* WORKING DATA *
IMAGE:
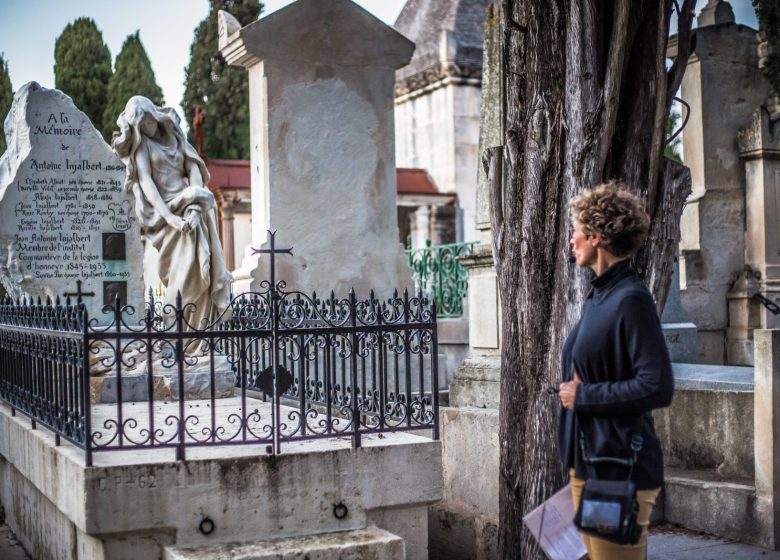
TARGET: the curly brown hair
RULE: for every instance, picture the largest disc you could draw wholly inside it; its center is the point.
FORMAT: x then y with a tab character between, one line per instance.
614	212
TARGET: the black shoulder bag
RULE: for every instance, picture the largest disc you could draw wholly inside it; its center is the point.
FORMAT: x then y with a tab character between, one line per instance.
609	508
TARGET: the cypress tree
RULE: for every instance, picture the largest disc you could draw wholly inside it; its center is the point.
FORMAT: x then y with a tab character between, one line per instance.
82	67
133	75
6	97
222	91
768	12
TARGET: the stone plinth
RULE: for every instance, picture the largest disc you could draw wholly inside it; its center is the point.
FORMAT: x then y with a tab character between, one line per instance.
66	217
321	75
135	505
744	316
679	332
721	439
363	543
766	419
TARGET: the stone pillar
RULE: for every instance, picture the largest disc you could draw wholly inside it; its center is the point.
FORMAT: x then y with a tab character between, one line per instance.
321	88
712	246
443	224
744	316
766	414
679	332
420	223
759	148
228	238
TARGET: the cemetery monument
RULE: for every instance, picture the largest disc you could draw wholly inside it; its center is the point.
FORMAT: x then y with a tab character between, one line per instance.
66	220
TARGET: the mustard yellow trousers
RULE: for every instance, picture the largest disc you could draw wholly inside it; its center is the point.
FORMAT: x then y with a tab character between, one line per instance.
599	549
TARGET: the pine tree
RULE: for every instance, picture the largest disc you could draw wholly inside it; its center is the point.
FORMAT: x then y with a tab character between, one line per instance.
222	91
82	67
6	97
768	12
133	75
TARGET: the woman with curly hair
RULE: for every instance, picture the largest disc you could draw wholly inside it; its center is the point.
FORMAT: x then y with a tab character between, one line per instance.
615	363
177	212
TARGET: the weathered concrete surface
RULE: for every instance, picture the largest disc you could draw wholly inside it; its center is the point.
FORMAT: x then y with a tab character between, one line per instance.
10	549
465	524
766	417
360	544
453	338
708	430
712	247
686	546
703	502
144	501
476	382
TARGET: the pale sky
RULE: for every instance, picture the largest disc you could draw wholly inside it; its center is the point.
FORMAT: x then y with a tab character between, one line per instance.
29	28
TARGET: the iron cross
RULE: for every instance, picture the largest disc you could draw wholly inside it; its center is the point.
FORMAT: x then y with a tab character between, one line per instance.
273	251
78	293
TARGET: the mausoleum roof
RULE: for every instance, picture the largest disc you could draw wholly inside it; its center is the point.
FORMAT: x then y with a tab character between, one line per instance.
448	35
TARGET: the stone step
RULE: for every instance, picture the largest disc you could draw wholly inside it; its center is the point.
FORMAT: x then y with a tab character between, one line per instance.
703	501
358	544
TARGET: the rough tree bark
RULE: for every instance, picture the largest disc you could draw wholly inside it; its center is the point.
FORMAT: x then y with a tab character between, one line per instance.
587	98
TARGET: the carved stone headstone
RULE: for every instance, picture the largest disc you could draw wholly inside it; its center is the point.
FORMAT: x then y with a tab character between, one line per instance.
64	215
322	146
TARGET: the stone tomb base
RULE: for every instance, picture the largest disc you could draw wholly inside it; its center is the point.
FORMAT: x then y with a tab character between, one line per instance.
165	387
143	504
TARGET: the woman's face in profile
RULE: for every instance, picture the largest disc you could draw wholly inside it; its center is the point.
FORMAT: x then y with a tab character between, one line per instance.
148	125
581	246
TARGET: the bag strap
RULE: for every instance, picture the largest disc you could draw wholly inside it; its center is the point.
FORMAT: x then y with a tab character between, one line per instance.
592	462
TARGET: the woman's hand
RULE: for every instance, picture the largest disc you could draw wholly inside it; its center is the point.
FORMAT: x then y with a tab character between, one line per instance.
192	218
568	391
178	223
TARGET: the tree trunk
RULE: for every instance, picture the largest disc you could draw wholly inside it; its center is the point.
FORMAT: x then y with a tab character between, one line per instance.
587	97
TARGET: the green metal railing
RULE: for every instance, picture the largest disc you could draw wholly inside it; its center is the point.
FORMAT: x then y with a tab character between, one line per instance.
438	273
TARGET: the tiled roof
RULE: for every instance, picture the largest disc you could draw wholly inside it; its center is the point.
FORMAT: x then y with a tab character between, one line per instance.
423	21
415	181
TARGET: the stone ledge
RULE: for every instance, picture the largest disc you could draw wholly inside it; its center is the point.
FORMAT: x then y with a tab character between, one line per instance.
700	377
373	543
728	508
248	494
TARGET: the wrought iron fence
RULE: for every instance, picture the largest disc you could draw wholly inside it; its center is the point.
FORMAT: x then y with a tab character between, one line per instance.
276	367
439	273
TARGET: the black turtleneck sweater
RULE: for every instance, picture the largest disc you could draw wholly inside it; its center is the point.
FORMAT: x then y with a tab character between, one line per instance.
618	350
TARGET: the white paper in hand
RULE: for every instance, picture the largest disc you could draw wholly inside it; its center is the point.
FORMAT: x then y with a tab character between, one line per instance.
552	525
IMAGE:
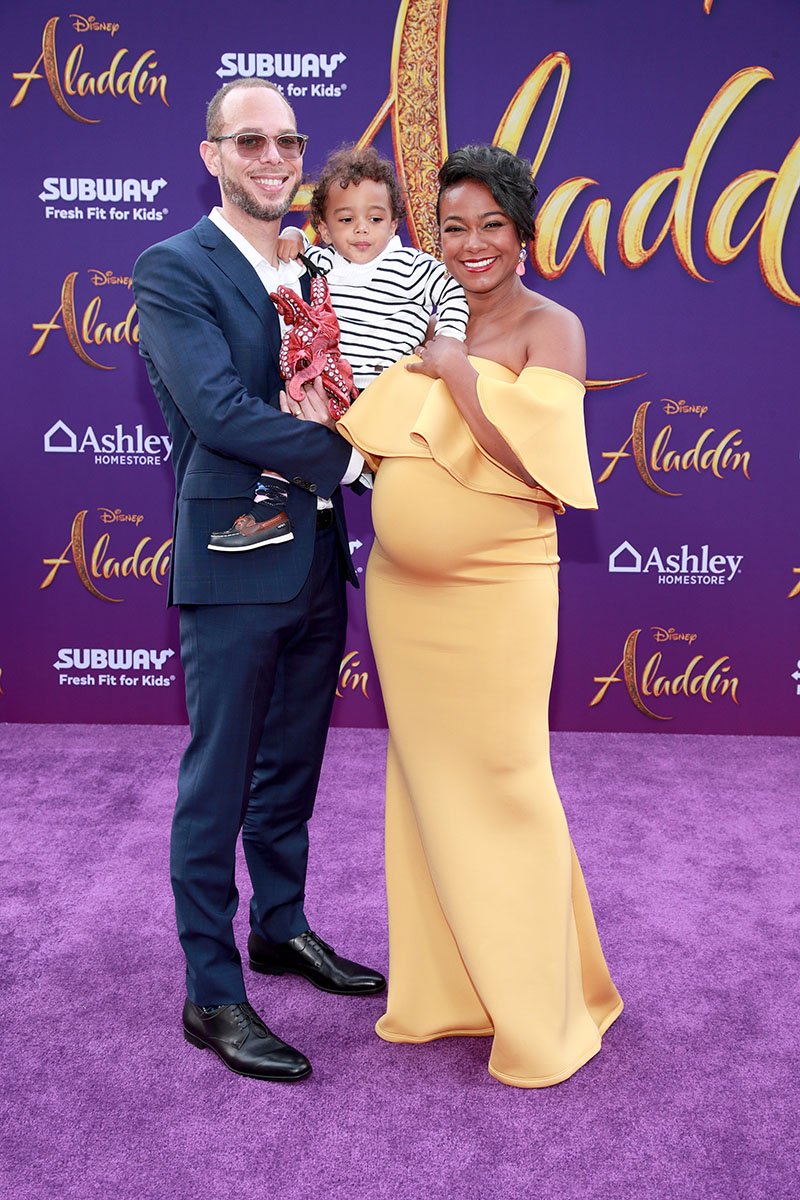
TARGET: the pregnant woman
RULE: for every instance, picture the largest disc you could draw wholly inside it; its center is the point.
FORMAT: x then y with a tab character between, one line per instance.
475	450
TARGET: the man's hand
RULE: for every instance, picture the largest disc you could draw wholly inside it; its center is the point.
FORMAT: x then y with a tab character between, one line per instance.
289	244
313	407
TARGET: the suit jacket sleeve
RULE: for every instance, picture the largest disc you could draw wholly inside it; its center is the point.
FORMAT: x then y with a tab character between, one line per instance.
188	347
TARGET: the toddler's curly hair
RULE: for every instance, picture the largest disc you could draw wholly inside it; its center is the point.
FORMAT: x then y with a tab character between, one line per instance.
349	165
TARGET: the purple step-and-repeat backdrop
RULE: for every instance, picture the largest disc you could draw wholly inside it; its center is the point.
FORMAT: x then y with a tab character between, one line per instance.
666	141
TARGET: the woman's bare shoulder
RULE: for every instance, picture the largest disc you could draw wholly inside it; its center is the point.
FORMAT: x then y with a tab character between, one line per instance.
553	337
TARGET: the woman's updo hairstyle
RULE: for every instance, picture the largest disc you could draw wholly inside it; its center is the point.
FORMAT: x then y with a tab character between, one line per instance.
506	177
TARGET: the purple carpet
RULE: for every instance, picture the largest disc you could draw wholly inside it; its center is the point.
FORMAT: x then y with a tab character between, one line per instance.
690	849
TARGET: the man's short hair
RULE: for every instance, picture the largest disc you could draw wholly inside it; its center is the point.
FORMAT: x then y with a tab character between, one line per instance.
214	112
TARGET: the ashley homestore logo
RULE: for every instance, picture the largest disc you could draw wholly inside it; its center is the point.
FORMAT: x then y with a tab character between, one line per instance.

* PROBLEM TO WORK ON *
Please edit the data starting with the line that contains "TARGET: the woman's updo hairstyle" and going on through the end of the data so that "purple carpet" becomes "red carpet", with everything else left unchanged. Give back only those lines.

* THE ANSWER *
TARGET: the woman's updo hairstyle
RULE: for every instance, picture the largest disc you could draw wholly inside it; its center is the point.
FORMAT: x then y with a tab character between, one line per instance.
506	177
TARGET: the red carpet
RULE: for every instance, picture the largest disc you could draw wholly inside it; its center is the point.
FORMAT: x then y with a tab character between, one line per instance.
690	849
TARGET: the man's short hair
RULE: for every instance, picture the largest disc you could draw wholly inside it; its center is the point.
FORMAT: x then y with a tab character between, one line per instance.
214	112
TARGET: the ashley homestore logo
RULE: for every instance, picture the largest disc you could draw wholly inside it; its center is the point.
FORMAT: x then y with a tab character between, one line per instance.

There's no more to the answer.